» STATED PROBLEM
Begin at the line with "target | fire truck side door" and output every line through the end of the records, exactly as given. Omit pictures.

» RECORDS FOR THIS TASK
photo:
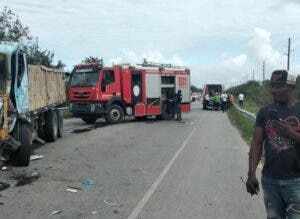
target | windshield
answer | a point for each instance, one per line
(84, 77)
(2, 73)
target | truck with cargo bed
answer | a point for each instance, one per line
(29, 99)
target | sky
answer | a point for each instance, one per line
(220, 41)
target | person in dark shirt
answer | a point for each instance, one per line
(178, 105)
(277, 127)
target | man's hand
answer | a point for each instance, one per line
(282, 127)
(252, 185)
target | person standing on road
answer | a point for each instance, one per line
(278, 128)
(217, 101)
(178, 105)
(224, 98)
(231, 100)
(241, 100)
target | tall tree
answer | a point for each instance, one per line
(11, 28)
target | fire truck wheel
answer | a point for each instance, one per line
(22, 155)
(159, 117)
(51, 126)
(60, 124)
(89, 120)
(141, 118)
(115, 114)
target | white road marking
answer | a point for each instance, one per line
(156, 183)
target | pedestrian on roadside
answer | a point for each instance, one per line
(277, 127)
(217, 101)
(231, 99)
(224, 98)
(178, 105)
(241, 100)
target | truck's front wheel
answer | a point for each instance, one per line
(22, 155)
(115, 114)
(51, 126)
(60, 126)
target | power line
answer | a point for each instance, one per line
(289, 52)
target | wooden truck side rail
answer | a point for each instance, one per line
(46, 87)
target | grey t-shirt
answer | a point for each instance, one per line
(282, 155)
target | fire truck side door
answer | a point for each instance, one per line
(136, 87)
(107, 84)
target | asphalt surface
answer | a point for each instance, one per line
(145, 169)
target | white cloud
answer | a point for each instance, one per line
(228, 71)
(260, 48)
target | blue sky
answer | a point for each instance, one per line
(221, 41)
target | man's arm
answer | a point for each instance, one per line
(284, 129)
(255, 150)
(254, 158)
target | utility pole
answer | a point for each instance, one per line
(289, 52)
(264, 70)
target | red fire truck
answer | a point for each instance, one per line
(143, 90)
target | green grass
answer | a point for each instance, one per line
(67, 114)
(244, 125)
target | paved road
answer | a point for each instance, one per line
(149, 169)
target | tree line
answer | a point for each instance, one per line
(12, 30)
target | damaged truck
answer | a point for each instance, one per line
(29, 99)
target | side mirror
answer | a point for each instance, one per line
(103, 86)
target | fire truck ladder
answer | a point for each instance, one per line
(160, 65)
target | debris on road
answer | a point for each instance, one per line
(56, 212)
(27, 179)
(71, 190)
(87, 129)
(72, 187)
(36, 157)
(4, 186)
(88, 182)
(111, 203)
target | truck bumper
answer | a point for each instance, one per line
(80, 109)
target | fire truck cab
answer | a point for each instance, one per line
(144, 90)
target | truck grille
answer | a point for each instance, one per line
(81, 95)
(81, 107)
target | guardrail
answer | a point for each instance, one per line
(245, 113)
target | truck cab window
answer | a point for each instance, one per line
(2, 74)
(109, 77)
(21, 69)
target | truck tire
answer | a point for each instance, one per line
(115, 114)
(89, 120)
(22, 155)
(60, 127)
(51, 126)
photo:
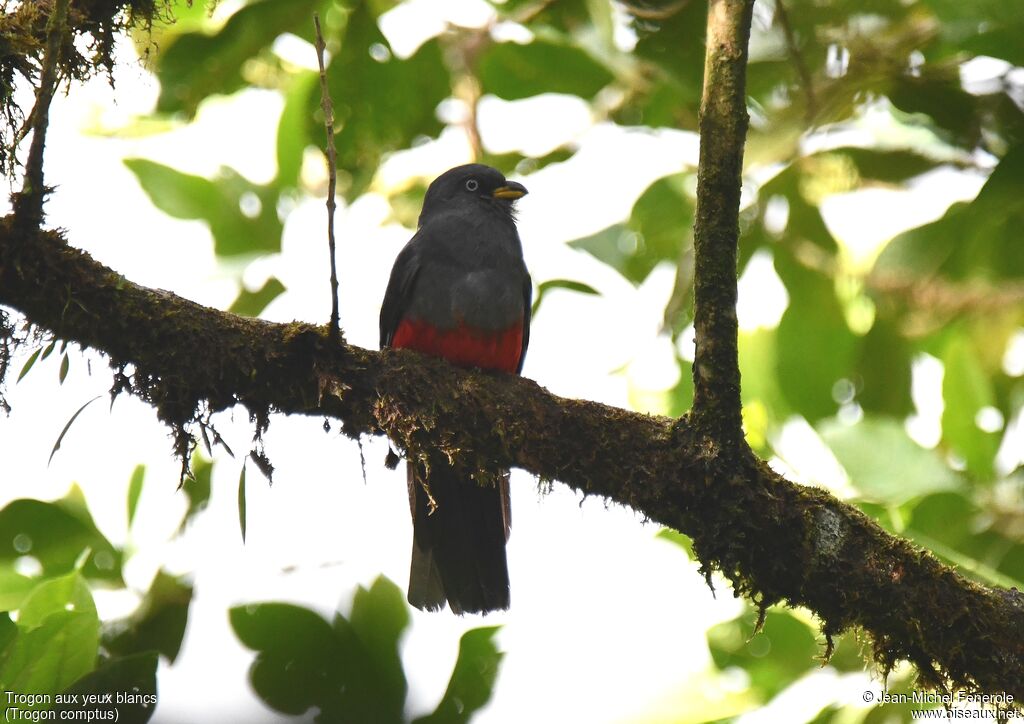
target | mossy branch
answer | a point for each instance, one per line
(775, 541)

» TASK SOLUTION
target | fire truck side door
answer | a point for each instance, one per line
(136, 87)
(107, 84)
target | asphalt surface
answer | a point for each instance, one per line
(145, 169)
target | white cloud
answer | a point for each instance, one per line
(228, 71)
(260, 48)
target | blue sky
answer | a point for each instance, one per line
(221, 41)
target | man's arm
answer | a point for each instance, one per line
(284, 129)
(255, 150)
(254, 158)
target | utility pole
answer | a point for each instance, one per line
(289, 52)
(264, 70)
target | red fire truck
answer | a point for each instance, one per line
(143, 90)
target | green grass
answer | a point for each instance, one per line
(67, 114)
(244, 125)
target | paved road
answer | a point for each instance, one per line
(149, 169)
target | tree line
answer | a point for each instance, one per line
(12, 30)
target | damaged truck
answer | a point for each instance, one per line
(29, 99)
target | side mirror
answer | a point for each instance, one per line
(103, 86)
target | fire truck ladder
answer | a point for each instance, one per line
(160, 65)
target | debris on road
answer | a point for each instance, one per line
(56, 212)
(27, 179)
(71, 190)
(87, 129)
(72, 187)
(36, 157)
(4, 186)
(88, 182)
(111, 203)
target | truck bumper
answer | a point for each instance, one per line
(80, 109)
target | fire truck cab
answer | a point for each instance, one per line
(144, 90)
target | truck grille
answer | a point for each instance, one per line
(81, 95)
(81, 107)
target | guardrail
answer | a point for each instance, one per line
(245, 113)
target | truck cab window
answer | a point for each instance, one per line
(2, 74)
(109, 77)
(21, 69)
target | truck tire
answer | a point for each instance, one per line
(115, 114)
(89, 120)
(22, 155)
(60, 127)
(51, 126)
photo:
target | mossy branch
answer | a point for each instance, one per line
(775, 541)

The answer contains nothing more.